→ **What the exercise asks**:
Give the part that opens with the line containing "target: **layered dessert square**" and closes with the line containing "[[[9,18],[0,35],[0,97],[76,95],[86,34],[73,22]]]" again with "even-odd" renamed to "nonzero". Leave everything else in that part unchanged.

→ **Data provided**:
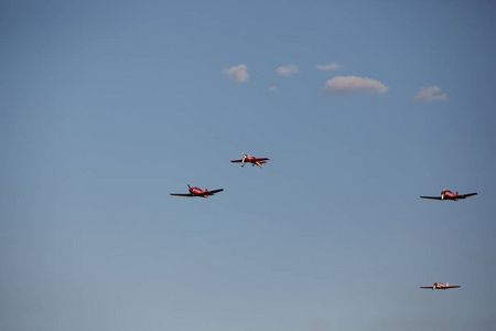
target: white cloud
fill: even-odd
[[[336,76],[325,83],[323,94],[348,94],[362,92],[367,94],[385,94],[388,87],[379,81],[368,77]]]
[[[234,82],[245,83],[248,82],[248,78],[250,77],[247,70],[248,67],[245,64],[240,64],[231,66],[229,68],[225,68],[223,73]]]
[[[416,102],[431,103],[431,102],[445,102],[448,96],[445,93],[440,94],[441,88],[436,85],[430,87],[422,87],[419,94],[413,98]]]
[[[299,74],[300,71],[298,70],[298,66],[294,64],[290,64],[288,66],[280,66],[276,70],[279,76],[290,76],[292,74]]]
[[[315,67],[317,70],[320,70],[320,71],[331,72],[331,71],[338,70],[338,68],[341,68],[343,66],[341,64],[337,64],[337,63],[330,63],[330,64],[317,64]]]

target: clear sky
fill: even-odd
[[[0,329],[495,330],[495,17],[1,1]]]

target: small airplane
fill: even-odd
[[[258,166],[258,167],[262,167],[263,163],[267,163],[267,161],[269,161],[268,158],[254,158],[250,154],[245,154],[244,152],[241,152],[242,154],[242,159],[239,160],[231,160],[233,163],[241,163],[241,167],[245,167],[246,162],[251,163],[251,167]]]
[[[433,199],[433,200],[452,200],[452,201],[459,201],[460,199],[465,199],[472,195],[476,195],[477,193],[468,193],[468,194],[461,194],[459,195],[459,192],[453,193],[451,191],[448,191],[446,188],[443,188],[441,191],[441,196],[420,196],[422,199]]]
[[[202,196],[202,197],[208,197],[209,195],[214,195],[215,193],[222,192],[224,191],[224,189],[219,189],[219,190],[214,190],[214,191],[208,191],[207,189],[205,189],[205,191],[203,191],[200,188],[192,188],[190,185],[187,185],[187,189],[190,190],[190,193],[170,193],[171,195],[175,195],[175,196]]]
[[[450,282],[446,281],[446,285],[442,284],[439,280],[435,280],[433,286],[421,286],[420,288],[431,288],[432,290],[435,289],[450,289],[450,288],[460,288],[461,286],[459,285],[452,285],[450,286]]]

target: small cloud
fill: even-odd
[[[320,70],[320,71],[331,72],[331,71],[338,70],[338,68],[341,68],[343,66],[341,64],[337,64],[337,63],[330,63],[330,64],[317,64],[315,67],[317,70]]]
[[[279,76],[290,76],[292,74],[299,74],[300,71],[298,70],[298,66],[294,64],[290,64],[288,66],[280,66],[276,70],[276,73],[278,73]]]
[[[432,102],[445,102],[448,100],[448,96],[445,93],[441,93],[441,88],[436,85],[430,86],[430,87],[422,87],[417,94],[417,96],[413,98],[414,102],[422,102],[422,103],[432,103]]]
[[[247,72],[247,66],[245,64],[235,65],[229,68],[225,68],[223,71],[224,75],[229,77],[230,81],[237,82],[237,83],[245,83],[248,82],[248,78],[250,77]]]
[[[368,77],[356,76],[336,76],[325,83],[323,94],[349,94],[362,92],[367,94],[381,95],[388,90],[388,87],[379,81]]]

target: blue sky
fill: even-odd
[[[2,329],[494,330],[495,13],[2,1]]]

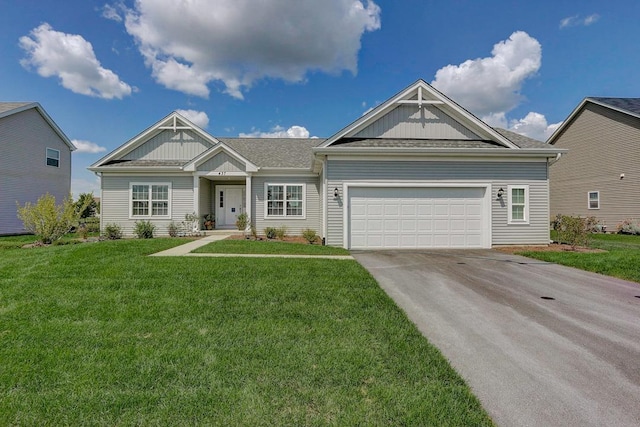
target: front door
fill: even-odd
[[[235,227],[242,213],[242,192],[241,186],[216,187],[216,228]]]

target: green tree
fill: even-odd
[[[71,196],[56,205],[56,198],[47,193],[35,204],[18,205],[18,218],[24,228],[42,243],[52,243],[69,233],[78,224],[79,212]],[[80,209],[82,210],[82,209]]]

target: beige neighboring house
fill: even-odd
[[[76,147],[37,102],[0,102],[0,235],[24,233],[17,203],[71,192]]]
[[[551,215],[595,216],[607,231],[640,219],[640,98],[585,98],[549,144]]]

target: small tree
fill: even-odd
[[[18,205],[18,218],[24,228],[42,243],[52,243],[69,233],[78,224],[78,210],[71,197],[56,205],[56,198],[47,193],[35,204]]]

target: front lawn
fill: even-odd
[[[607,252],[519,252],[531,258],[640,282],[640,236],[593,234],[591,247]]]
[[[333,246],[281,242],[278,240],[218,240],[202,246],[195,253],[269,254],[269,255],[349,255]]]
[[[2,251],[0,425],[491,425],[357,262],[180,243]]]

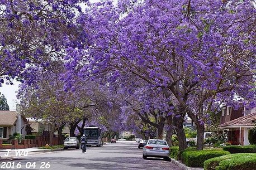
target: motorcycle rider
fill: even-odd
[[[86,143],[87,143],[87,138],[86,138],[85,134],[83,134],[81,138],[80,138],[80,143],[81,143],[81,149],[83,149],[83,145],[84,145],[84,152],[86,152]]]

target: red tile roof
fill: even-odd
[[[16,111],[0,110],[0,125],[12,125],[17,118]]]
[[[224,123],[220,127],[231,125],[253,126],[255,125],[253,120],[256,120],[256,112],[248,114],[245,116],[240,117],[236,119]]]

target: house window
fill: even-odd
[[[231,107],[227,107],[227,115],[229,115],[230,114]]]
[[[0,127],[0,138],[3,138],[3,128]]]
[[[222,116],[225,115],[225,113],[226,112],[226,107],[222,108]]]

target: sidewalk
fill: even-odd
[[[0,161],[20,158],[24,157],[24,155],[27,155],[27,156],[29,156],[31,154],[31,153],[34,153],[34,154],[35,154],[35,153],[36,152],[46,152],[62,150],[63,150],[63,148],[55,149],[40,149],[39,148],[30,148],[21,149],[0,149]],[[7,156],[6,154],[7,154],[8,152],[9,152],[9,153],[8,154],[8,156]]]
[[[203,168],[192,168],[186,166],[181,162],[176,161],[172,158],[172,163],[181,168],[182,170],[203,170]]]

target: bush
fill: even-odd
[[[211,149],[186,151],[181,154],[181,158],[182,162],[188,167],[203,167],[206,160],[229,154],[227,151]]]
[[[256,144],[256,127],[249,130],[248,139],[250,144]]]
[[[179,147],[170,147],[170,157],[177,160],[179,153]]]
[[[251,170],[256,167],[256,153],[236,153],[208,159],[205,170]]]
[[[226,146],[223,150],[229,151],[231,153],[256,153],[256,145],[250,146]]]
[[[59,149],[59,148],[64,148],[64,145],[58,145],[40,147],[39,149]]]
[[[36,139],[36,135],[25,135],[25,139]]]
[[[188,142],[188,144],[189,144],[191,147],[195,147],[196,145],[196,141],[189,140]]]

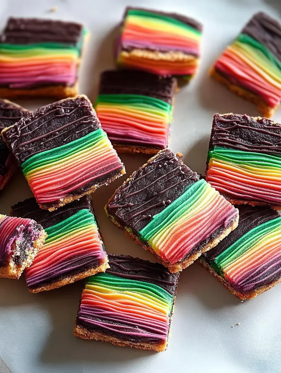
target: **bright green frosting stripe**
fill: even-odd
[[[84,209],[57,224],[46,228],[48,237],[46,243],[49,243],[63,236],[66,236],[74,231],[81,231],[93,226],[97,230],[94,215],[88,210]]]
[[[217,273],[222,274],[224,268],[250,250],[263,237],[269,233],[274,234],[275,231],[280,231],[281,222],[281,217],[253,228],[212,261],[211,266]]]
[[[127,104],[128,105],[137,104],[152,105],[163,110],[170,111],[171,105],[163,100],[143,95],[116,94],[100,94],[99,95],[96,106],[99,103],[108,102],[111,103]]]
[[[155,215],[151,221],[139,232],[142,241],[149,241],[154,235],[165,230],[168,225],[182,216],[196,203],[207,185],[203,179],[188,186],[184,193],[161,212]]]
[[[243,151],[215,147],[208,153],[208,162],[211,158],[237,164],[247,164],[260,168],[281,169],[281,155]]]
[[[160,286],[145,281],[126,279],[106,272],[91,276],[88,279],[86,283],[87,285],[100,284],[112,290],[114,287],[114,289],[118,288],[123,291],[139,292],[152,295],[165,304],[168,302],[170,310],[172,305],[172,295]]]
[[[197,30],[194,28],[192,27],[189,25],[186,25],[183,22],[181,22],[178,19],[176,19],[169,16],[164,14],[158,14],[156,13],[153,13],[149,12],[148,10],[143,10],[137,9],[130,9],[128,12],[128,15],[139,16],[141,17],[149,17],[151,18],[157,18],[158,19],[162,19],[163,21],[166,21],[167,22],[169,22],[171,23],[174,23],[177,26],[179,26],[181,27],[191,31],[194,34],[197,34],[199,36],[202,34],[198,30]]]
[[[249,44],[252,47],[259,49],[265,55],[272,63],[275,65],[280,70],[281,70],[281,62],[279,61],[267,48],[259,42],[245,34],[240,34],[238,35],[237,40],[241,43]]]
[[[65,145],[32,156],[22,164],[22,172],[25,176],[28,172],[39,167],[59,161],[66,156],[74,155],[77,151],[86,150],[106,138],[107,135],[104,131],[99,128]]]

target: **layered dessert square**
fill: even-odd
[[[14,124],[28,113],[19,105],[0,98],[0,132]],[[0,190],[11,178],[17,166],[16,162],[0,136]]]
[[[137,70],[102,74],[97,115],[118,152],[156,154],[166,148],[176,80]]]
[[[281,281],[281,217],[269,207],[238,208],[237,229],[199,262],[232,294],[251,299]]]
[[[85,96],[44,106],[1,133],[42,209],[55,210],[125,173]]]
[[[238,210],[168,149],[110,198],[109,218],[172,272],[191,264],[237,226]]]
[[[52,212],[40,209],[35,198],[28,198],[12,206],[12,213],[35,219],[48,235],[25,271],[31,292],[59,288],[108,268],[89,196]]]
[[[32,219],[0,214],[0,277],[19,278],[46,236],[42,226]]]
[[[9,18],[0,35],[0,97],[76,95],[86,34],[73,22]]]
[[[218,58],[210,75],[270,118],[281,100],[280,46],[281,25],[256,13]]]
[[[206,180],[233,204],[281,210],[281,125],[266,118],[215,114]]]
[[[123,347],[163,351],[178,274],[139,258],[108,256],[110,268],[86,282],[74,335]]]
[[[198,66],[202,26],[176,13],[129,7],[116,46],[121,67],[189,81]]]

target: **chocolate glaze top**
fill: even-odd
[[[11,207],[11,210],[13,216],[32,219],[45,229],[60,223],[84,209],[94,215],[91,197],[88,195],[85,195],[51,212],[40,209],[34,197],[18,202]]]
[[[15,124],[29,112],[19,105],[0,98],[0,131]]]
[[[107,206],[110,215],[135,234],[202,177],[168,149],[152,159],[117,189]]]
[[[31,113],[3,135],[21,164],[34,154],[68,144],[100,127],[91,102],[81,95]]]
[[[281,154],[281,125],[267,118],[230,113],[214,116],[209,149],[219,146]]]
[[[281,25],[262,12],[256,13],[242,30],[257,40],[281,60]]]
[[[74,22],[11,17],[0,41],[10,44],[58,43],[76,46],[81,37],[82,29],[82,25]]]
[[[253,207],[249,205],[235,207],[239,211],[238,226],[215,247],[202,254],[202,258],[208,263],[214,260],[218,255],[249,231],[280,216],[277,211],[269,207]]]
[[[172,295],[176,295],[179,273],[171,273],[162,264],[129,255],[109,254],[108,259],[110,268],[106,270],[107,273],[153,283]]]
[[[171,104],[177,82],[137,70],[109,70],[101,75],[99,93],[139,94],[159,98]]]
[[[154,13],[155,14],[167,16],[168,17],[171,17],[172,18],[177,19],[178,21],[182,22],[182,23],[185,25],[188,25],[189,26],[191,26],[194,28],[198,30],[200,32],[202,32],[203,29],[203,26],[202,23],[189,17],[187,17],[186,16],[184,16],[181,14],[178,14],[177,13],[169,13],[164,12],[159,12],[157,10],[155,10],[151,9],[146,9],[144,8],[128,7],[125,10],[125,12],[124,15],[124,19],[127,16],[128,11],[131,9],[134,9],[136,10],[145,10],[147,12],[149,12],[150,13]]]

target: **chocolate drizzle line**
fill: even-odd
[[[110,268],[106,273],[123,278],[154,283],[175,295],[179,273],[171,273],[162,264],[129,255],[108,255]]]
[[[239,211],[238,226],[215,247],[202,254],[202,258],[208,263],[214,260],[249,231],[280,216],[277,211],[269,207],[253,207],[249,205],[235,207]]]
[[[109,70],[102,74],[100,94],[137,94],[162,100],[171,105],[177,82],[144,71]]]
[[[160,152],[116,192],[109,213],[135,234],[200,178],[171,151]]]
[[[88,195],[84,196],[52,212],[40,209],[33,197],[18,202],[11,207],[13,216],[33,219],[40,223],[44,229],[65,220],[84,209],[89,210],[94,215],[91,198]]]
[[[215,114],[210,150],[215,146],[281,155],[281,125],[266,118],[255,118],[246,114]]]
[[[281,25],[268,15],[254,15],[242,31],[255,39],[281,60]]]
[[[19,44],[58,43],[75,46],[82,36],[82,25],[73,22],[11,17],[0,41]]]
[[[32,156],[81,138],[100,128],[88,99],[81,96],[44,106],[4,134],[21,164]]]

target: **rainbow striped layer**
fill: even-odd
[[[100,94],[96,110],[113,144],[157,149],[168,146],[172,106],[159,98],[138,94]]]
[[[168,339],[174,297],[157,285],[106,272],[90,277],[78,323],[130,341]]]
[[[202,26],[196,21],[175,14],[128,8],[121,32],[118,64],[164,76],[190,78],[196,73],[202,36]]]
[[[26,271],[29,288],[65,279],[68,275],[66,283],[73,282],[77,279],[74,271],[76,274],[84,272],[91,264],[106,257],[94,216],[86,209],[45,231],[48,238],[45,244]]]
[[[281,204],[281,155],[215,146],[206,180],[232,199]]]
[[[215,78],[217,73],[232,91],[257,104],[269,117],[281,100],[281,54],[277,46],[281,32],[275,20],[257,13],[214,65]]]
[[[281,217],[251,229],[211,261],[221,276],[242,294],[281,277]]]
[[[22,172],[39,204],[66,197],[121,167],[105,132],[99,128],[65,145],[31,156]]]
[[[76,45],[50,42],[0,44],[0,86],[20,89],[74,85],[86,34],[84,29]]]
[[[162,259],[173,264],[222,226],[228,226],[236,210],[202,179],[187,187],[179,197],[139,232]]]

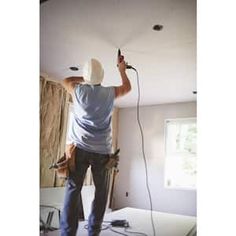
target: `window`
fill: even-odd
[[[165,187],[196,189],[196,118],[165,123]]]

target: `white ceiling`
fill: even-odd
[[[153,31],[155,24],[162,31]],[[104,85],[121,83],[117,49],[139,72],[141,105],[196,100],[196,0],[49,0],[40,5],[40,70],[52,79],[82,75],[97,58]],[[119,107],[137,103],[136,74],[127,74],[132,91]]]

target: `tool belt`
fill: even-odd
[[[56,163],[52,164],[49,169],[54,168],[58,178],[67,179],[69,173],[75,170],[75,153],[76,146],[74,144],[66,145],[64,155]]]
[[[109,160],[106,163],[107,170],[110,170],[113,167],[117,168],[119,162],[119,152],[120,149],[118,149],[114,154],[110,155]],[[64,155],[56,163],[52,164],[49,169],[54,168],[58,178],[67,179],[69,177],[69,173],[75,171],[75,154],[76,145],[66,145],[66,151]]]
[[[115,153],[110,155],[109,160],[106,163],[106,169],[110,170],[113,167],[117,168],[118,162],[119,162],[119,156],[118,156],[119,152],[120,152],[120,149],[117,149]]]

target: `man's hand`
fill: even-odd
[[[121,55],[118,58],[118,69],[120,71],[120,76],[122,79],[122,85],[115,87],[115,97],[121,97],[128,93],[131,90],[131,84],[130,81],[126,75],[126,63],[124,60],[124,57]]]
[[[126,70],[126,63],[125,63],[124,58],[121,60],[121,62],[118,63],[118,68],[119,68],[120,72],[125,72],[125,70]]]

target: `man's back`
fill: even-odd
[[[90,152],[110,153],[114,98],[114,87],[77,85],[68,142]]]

→ **Response to this task**:
target: **layered dessert square**
fill: nonzero
[[[14,124],[28,113],[19,105],[0,98],[0,132]],[[0,190],[11,178],[17,166],[16,162],[0,136]]]
[[[137,70],[102,74],[97,115],[118,152],[156,154],[166,148],[176,80]]]
[[[281,281],[281,217],[269,207],[238,208],[237,229],[199,262],[232,294],[251,299]]]
[[[85,96],[44,106],[1,133],[42,209],[55,210],[125,173]]]
[[[238,210],[168,149],[110,198],[109,218],[172,272],[191,264],[237,226]]]
[[[52,212],[40,209],[35,198],[28,198],[12,206],[12,213],[35,219],[48,235],[25,271],[31,292],[59,288],[108,268],[89,196]]]
[[[32,219],[0,214],[0,277],[19,278],[46,236],[42,226]]]
[[[9,18],[0,35],[0,97],[76,95],[86,34],[73,22]]]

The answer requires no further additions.